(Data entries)

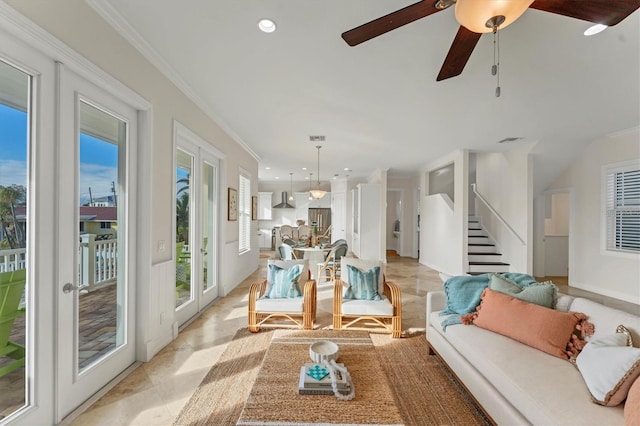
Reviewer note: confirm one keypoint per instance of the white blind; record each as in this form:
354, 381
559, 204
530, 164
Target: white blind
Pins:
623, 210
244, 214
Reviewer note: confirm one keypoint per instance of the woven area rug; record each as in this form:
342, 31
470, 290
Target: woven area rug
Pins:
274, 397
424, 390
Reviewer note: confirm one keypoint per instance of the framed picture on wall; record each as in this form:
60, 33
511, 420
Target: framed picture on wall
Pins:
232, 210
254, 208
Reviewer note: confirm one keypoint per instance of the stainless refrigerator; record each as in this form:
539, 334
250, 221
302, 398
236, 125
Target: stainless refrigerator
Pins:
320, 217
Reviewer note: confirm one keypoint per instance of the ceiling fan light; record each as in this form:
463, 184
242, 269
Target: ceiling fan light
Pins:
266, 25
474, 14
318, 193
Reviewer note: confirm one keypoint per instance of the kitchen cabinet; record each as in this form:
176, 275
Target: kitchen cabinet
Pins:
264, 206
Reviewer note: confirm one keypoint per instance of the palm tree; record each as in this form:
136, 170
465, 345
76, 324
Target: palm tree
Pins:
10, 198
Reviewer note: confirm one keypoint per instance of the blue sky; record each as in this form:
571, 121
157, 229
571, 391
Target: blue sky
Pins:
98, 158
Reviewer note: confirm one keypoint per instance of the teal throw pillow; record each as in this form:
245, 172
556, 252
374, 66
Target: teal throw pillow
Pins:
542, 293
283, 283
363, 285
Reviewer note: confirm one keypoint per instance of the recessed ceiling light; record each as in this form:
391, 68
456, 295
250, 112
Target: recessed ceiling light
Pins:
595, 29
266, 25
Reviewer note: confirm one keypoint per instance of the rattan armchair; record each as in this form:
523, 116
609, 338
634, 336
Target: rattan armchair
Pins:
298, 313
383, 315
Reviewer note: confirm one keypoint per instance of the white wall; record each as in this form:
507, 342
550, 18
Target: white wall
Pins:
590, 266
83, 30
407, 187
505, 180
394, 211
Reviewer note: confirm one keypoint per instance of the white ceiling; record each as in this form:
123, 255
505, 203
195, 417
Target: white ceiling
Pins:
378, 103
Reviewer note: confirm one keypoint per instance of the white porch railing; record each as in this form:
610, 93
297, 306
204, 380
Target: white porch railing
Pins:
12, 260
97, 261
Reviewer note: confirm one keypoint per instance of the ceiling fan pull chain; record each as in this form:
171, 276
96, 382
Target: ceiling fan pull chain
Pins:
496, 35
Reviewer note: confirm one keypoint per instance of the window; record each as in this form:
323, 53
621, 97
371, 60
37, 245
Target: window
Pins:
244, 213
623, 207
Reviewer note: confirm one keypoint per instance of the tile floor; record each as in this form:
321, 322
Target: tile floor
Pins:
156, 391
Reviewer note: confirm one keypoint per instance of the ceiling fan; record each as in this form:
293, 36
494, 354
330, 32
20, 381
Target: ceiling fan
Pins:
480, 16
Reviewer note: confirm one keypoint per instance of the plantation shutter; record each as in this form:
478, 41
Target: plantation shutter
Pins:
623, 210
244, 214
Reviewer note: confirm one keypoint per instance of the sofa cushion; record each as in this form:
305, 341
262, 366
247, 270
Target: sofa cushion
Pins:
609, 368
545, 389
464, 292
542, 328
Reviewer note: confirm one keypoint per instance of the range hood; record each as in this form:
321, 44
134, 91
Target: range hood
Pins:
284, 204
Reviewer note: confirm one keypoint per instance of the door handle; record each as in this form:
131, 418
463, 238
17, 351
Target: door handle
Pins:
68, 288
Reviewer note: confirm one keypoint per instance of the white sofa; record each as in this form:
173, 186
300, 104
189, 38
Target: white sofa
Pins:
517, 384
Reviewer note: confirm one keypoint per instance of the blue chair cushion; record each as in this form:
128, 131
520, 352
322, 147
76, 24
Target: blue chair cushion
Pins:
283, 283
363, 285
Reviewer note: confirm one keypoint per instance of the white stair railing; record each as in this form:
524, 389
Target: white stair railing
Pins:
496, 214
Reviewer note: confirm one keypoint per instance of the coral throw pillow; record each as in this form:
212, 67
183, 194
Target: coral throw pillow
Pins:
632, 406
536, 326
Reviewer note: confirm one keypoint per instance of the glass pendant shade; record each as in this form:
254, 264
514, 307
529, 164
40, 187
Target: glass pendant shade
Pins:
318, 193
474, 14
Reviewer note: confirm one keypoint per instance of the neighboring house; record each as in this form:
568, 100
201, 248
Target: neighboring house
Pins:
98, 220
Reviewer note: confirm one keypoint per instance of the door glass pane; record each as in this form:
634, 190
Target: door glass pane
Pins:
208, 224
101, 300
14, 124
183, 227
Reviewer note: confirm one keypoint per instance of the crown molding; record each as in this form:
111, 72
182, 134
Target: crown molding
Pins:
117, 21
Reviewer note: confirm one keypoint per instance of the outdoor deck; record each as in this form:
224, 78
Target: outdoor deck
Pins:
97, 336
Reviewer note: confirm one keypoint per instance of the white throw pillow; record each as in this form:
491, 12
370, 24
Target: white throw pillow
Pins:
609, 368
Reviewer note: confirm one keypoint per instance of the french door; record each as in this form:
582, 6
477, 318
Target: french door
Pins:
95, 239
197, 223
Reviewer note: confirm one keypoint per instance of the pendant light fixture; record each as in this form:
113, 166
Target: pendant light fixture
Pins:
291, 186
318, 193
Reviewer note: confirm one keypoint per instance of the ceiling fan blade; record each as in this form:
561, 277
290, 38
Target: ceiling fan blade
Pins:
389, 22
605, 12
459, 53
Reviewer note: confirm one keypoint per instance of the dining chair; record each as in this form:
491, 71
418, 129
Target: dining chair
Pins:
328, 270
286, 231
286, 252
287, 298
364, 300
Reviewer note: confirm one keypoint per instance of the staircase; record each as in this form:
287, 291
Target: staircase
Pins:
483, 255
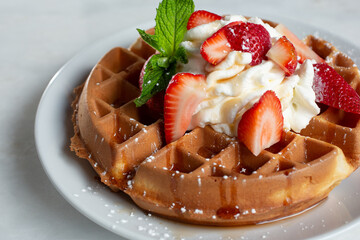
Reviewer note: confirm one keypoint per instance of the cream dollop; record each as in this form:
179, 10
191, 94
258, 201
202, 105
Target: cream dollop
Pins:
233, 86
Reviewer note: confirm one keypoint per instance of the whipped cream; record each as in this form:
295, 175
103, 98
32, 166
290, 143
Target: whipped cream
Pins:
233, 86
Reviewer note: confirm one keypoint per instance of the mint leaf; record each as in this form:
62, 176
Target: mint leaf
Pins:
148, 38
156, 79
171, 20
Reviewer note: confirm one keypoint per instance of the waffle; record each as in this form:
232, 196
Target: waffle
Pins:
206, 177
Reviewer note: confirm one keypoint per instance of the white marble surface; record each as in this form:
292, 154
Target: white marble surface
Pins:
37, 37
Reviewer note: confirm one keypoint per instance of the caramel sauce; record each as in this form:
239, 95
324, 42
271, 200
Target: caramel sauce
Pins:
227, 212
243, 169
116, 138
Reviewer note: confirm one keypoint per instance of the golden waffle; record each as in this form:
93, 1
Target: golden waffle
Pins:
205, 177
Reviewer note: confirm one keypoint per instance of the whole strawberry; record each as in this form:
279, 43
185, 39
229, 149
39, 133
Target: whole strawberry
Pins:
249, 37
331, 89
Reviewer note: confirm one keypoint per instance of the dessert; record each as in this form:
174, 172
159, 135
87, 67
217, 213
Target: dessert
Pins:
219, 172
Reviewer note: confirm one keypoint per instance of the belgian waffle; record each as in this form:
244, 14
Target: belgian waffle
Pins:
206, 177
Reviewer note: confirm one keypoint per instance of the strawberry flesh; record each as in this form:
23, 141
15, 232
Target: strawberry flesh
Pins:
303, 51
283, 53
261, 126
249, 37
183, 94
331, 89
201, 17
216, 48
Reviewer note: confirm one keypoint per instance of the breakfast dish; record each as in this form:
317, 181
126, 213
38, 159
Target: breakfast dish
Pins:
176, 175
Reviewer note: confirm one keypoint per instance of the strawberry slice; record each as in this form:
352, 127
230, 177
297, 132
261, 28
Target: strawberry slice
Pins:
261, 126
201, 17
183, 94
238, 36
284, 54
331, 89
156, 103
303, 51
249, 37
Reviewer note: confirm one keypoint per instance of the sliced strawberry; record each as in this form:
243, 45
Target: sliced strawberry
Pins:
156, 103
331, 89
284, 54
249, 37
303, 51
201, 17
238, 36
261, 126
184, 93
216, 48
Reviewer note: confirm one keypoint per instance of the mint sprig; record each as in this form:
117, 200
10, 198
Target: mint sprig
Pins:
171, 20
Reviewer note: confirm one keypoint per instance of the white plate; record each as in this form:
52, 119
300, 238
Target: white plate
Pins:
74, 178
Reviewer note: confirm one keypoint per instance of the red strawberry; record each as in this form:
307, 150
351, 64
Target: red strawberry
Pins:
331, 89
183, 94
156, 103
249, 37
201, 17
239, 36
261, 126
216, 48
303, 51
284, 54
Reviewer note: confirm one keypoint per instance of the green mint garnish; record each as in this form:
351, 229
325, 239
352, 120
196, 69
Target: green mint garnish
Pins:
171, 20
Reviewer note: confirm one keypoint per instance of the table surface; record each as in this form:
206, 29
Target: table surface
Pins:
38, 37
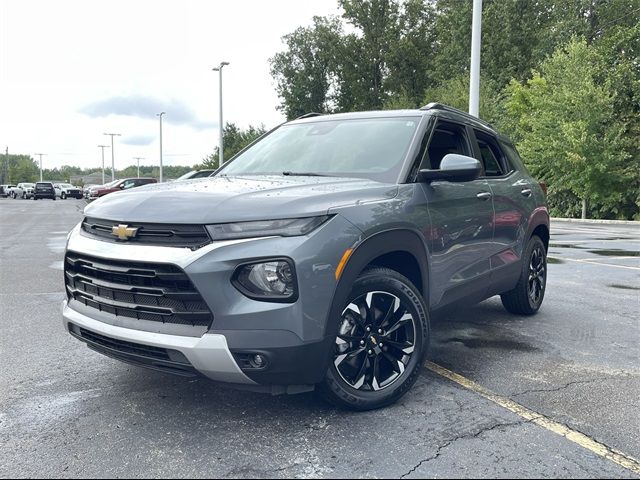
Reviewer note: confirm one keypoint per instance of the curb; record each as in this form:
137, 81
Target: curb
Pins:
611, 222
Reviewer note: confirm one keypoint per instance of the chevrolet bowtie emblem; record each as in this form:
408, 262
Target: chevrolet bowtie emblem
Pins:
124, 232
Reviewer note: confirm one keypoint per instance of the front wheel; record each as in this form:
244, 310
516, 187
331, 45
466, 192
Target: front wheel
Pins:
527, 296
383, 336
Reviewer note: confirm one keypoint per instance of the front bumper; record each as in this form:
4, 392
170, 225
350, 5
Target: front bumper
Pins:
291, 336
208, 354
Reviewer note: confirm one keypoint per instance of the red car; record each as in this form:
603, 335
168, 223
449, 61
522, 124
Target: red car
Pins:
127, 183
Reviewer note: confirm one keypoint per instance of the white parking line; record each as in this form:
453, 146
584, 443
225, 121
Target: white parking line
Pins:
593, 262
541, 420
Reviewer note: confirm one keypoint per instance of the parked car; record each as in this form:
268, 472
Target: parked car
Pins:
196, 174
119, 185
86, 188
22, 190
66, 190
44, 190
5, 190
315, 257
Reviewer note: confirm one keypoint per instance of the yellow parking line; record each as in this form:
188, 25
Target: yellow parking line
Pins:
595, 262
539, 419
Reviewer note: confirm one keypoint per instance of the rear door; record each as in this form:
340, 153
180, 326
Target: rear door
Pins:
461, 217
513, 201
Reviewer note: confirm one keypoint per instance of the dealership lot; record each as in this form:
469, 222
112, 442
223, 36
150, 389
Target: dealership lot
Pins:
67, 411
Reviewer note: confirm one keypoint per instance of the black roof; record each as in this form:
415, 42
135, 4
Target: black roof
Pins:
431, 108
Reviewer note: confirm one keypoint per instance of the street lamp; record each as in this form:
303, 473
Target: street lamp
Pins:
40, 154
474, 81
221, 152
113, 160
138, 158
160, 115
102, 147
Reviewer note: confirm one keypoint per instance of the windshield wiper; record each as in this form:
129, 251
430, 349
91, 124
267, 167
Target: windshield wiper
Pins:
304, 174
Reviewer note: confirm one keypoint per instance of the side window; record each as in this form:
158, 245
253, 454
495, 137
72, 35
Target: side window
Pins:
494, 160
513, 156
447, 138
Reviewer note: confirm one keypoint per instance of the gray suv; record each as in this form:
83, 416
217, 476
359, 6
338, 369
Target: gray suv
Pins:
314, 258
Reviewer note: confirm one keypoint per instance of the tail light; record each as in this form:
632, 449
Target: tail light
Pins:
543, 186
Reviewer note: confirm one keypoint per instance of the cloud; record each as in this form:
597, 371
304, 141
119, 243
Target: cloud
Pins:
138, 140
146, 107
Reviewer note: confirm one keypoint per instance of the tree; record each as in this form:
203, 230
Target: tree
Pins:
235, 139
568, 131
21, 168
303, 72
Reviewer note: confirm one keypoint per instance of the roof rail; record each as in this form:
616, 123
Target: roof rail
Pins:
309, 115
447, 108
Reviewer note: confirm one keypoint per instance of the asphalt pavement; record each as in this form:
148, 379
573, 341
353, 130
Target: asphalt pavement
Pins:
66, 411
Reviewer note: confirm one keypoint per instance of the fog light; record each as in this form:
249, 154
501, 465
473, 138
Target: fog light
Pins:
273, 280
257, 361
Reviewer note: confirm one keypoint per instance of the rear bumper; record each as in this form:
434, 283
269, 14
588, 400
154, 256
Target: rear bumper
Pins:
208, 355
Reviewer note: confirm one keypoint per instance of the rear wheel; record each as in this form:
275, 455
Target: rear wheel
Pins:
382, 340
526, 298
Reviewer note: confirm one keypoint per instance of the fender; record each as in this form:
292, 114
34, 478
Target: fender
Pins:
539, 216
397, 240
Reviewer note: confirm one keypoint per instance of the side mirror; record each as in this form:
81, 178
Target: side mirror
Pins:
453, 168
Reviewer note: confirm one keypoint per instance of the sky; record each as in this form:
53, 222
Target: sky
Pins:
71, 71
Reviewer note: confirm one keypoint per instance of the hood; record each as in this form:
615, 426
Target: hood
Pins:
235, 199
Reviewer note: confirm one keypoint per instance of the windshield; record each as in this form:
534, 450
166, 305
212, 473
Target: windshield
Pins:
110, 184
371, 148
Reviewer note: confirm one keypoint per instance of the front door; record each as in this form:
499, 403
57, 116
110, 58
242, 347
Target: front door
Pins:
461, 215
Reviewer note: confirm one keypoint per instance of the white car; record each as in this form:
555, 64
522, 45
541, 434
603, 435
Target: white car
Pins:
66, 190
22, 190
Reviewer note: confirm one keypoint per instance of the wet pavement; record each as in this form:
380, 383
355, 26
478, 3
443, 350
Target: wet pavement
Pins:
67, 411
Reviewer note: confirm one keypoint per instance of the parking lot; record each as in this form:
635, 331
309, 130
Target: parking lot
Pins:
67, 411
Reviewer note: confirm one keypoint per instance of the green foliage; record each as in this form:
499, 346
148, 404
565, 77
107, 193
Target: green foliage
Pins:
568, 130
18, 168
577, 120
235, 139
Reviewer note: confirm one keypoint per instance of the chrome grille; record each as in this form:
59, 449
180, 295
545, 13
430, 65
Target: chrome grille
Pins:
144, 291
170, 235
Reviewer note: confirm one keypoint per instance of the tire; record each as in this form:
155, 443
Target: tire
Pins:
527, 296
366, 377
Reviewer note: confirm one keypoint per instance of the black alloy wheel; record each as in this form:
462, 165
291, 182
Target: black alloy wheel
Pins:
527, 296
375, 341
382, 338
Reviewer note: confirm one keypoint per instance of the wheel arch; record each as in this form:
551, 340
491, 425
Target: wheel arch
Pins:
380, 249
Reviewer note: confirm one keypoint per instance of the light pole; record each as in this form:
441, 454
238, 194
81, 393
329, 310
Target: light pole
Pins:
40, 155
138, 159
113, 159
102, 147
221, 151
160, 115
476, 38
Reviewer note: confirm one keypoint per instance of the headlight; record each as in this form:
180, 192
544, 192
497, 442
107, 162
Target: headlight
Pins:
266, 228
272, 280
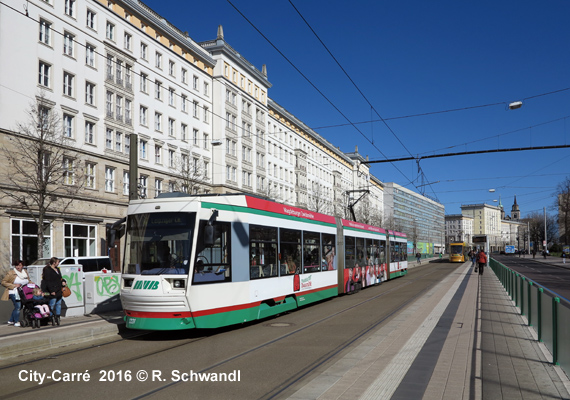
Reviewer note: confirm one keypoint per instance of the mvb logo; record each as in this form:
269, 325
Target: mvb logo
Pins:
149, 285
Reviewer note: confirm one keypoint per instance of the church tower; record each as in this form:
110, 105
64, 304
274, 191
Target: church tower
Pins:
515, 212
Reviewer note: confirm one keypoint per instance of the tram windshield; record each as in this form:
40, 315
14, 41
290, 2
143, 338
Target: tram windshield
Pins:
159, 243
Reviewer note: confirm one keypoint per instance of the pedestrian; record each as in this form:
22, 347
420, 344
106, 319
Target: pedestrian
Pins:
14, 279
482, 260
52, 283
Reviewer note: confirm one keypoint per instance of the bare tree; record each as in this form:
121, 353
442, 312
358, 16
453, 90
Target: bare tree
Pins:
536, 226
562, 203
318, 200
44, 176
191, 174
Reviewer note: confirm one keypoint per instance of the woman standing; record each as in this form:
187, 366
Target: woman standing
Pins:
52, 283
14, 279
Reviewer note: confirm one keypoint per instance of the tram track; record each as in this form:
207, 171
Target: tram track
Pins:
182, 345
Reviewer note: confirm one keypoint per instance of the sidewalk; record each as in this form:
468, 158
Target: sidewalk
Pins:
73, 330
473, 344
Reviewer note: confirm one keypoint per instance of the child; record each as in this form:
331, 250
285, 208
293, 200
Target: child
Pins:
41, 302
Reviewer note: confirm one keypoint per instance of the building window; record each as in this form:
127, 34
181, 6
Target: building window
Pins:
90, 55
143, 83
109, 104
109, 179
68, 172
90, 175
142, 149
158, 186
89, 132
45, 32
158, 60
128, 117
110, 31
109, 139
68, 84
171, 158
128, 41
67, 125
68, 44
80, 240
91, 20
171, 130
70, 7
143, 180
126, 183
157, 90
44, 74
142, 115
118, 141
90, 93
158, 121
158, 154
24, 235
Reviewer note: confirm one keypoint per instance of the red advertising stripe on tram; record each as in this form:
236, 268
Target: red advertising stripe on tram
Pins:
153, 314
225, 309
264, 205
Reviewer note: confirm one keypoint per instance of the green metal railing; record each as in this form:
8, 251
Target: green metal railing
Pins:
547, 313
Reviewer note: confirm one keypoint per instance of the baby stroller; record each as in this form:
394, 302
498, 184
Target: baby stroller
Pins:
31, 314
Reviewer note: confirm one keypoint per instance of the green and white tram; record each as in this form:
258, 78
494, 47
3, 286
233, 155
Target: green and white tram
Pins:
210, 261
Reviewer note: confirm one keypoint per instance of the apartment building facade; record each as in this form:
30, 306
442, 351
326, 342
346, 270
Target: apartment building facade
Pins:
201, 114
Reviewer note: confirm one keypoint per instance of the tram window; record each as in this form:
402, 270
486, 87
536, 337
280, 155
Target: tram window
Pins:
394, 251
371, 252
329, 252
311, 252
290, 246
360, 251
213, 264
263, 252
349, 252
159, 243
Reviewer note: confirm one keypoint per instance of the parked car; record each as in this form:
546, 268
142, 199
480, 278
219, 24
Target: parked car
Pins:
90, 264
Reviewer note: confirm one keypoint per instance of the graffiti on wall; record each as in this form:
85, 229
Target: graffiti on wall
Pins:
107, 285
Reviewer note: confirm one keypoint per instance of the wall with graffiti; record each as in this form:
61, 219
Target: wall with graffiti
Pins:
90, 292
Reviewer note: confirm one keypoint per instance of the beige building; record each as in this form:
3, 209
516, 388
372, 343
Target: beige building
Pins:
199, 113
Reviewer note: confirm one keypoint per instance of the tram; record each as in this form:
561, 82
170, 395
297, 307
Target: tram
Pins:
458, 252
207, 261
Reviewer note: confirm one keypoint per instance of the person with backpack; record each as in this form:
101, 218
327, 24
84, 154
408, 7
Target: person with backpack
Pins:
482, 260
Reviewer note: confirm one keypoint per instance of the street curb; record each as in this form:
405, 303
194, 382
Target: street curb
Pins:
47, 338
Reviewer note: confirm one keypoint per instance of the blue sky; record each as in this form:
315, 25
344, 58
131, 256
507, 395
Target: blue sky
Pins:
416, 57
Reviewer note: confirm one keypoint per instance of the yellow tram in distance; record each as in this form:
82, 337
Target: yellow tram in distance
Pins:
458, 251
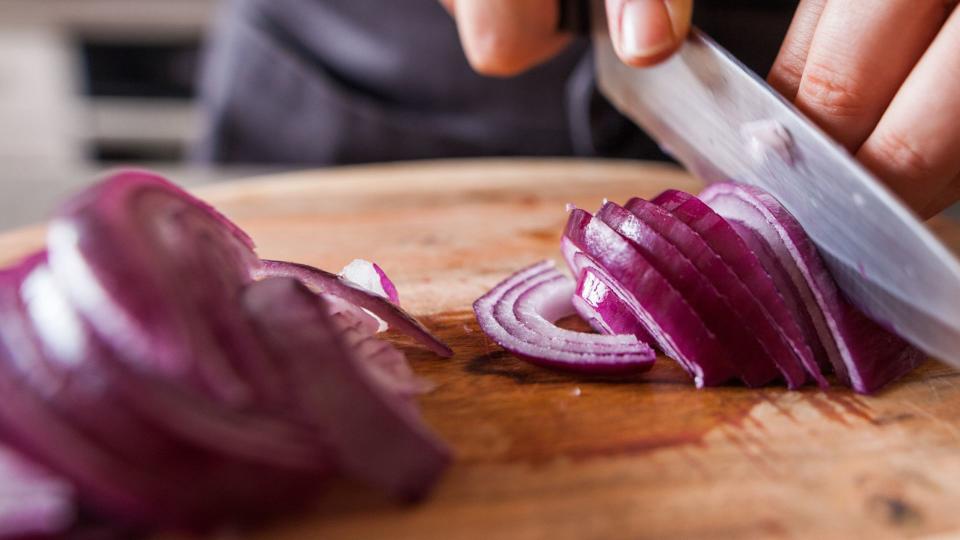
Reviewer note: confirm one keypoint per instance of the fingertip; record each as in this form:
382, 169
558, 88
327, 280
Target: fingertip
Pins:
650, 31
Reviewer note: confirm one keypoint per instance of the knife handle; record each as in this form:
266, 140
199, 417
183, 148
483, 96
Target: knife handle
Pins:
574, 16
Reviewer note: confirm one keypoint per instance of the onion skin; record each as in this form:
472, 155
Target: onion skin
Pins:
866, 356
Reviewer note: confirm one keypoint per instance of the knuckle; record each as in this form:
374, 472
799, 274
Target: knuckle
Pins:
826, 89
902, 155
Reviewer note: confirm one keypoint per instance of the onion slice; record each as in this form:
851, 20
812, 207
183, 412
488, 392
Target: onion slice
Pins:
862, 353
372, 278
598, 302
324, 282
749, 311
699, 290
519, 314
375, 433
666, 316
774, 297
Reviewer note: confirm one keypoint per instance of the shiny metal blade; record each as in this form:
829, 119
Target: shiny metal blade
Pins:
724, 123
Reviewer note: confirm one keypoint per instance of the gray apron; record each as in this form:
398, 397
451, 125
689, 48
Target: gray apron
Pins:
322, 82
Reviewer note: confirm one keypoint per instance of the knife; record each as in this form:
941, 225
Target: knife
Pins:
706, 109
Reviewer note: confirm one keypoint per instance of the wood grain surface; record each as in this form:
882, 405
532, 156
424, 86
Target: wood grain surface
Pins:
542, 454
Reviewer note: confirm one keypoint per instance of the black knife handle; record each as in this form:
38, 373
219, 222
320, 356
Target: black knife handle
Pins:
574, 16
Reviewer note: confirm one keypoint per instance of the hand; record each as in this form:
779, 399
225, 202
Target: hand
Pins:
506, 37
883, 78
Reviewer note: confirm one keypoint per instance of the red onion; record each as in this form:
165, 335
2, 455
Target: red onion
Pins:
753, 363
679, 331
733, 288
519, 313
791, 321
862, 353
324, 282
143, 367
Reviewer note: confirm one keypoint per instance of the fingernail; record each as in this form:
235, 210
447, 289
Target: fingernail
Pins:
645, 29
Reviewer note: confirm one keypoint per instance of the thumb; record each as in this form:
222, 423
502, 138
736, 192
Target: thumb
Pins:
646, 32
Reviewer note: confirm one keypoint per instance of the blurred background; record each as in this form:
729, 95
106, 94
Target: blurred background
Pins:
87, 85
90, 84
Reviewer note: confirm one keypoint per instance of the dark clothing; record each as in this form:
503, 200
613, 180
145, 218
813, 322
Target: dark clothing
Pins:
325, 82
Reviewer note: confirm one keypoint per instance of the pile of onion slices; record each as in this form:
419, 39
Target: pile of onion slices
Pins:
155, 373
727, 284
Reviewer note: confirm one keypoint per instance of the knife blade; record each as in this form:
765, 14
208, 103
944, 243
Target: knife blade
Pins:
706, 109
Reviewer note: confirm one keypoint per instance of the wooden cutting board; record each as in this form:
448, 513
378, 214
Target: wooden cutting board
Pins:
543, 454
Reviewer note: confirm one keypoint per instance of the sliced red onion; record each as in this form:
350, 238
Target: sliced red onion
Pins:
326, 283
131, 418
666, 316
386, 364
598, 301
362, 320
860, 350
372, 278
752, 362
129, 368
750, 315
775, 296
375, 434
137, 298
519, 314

### Task goal
Where does the word "front" appear in the records? Copy every line that holds it.

### Answer to this problem
Reviewer note: confirm one keypoint per instance of the front wheel; record each as in this form:
Target: front wheel
Reviewer note: confirm one keypoint per instance of the front bumper; record each as in this form:
Target: front bumper
Reviewer note: confirm one keypoint per instance of the front door; record each as in this form:
Target: front door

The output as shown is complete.